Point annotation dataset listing
★ ★ ★ ★
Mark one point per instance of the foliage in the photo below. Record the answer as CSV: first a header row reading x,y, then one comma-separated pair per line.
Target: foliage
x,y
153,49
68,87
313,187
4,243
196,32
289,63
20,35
★ ★ ★ ★
> _Aim_: Format the listing above as a two-column CSV with the columns input and output, giving each text and its answer one row. Wrap every field in quotes and turn line breaks into spaces.

> _Solution_:
input,output
"Mark one point per instance of the foliage in the photo below. Record the answer as CSV: first a header row reading x,y, then one comma-separated pair per line. Target: foliage","x,y 153,49 68,87 313,187 4,243 196,32 289,63 20,35"